Work to be completed: Starting from the line that contains "the dark roof", reproduce each line exactly through the end of the material, and include no other lines.

Source data:

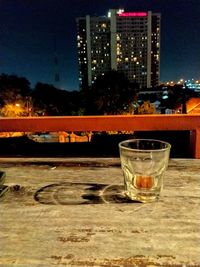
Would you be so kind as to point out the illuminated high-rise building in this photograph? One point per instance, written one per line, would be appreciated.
(128, 42)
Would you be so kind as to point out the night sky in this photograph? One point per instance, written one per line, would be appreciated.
(28, 29)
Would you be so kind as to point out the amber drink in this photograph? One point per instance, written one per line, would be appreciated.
(143, 163)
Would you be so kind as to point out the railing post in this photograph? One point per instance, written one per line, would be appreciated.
(195, 143)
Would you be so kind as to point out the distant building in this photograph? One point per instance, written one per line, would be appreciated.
(122, 41)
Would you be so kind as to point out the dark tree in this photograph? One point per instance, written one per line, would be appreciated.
(13, 88)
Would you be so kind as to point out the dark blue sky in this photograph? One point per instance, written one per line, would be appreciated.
(28, 29)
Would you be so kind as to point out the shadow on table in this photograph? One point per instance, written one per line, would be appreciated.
(80, 194)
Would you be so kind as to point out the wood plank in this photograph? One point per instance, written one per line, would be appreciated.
(62, 214)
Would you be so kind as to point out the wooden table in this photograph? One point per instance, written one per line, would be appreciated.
(70, 212)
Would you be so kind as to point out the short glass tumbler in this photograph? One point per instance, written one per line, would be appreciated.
(143, 163)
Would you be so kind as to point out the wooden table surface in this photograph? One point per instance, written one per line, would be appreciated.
(71, 212)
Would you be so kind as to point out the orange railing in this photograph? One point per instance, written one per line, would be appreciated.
(109, 123)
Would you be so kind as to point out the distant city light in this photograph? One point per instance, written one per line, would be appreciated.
(133, 14)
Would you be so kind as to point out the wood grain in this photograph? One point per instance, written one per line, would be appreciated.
(71, 212)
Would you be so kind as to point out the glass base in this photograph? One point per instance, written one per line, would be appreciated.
(143, 197)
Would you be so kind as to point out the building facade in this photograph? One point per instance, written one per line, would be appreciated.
(128, 42)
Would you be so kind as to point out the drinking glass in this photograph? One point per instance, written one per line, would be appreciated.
(143, 163)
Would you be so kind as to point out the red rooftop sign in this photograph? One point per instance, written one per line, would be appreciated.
(133, 14)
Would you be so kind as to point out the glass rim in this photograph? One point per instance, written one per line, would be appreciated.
(168, 145)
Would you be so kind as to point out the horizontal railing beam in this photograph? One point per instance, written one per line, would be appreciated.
(101, 123)
(108, 123)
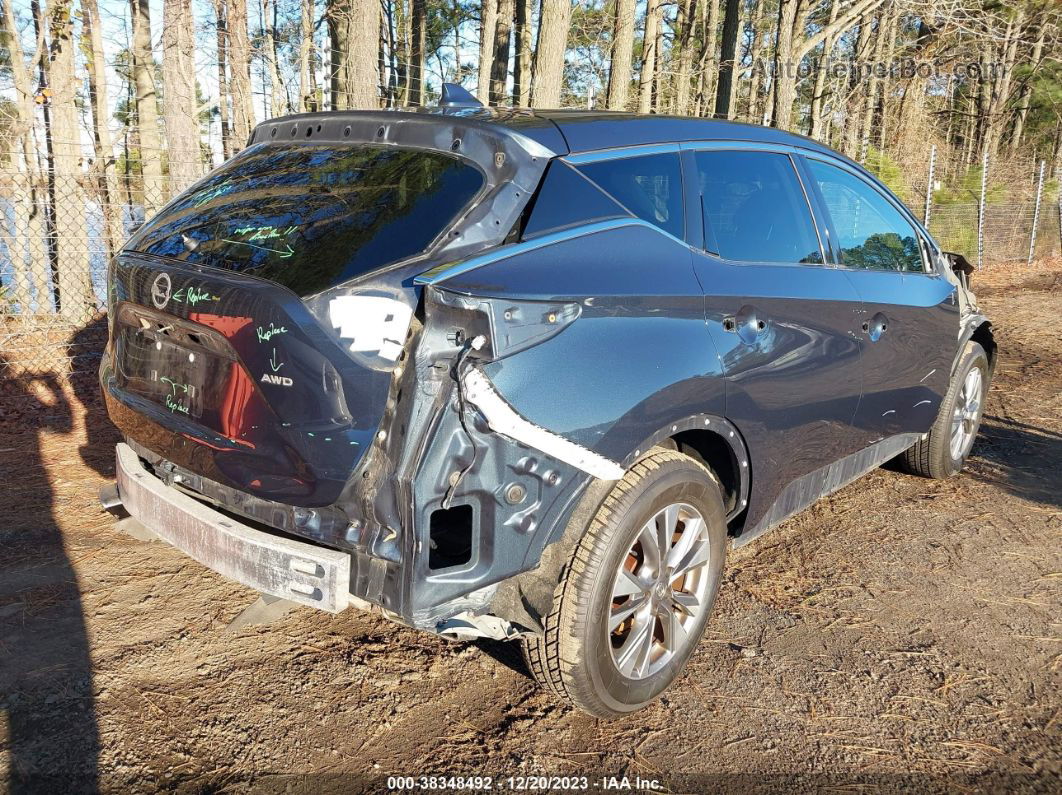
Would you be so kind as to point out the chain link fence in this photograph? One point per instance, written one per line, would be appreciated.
(58, 232)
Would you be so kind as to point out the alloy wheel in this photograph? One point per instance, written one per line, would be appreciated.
(660, 591)
(966, 414)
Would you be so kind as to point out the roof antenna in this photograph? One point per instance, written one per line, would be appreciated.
(455, 96)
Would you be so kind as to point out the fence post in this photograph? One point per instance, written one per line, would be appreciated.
(932, 166)
(1035, 213)
(1058, 184)
(980, 210)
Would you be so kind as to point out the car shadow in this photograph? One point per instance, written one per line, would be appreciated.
(1025, 459)
(506, 652)
(46, 668)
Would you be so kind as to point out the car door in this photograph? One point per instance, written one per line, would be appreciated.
(909, 321)
(786, 325)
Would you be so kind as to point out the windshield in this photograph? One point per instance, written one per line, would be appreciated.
(311, 217)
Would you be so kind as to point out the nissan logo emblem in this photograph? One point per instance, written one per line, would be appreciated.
(160, 290)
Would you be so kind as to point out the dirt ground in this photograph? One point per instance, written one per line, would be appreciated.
(903, 634)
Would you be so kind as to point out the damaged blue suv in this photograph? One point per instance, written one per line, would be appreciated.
(526, 375)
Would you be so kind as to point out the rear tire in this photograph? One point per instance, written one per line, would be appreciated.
(635, 595)
(944, 450)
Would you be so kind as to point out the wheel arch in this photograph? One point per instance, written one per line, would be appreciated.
(978, 329)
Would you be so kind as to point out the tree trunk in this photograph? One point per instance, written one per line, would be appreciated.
(354, 29)
(818, 94)
(521, 70)
(660, 84)
(101, 130)
(622, 49)
(785, 73)
(178, 103)
(418, 28)
(549, 55)
(870, 100)
(649, 56)
(306, 81)
(147, 109)
(278, 96)
(29, 187)
(75, 299)
(489, 22)
(682, 55)
(220, 11)
(499, 66)
(724, 91)
(1022, 111)
(239, 68)
(853, 121)
(756, 83)
(1000, 93)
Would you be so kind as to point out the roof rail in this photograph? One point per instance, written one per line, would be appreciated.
(455, 96)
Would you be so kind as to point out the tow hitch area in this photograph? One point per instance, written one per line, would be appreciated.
(301, 572)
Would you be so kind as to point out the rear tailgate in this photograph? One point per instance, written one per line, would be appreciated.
(232, 377)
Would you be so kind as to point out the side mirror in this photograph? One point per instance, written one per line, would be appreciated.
(961, 268)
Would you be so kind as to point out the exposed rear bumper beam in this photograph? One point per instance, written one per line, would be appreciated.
(300, 572)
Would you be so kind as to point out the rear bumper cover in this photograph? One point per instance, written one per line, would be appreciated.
(302, 572)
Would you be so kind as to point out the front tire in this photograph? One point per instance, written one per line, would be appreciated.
(635, 595)
(944, 450)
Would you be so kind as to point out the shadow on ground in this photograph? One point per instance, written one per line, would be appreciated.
(46, 669)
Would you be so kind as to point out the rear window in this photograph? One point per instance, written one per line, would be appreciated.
(311, 217)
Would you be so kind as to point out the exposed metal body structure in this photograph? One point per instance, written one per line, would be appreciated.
(534, 370)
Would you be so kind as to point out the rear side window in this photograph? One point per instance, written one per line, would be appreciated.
(754, 208)
(871, 230)
(311, 217)
(649, 186)
(568, 199)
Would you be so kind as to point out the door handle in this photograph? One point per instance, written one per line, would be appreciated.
(875, 327)
(746, 324)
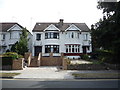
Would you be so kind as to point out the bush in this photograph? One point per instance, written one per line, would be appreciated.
(13, 55)
(85, 57)
(103, 55)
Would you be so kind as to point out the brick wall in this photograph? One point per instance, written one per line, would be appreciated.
(18, 64)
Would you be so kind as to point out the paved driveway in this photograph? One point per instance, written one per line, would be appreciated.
(45, 73)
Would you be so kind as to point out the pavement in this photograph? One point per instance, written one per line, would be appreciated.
(48, 72)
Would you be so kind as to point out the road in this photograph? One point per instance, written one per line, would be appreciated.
(82, 83)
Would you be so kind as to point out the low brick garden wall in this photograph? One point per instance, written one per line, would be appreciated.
(9, 64)
(86, 67)
(93, 67)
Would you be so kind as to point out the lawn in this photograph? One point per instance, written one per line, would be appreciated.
(96, 75)
(8, 74)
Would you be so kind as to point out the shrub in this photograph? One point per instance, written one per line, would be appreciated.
(13, 55)
(85, 57)
(104, 55)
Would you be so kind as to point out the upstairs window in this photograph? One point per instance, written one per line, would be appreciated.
(3, 36)
(51, 35)
(72, 35)
(72, 48)
(51, 48)
(85, 36)
(38, 36)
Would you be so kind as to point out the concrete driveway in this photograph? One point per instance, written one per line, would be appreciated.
(45, 72)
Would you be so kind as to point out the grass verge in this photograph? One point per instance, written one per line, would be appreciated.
(96, 75)
(8, 74)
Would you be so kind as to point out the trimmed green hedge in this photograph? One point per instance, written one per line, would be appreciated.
(6, 60)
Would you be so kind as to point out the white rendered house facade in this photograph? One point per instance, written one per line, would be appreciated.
(10, 34)
(72, 39)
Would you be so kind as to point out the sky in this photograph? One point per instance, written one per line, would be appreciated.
(28, 12)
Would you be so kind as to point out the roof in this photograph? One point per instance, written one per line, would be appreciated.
(5, 26)
(39, 27)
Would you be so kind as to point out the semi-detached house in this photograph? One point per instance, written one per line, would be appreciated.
(9, 34)
(72, 39)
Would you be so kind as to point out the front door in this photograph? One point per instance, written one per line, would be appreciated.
(38, 49)
(84, 49)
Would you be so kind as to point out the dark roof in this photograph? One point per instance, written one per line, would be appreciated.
(5, 26)
(39, 27)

Reply:
Would you be so kind as to point out the dark roof in this photograph? One point per instance, written one per line, would be appreciated.
(5, 26)
(39, 27)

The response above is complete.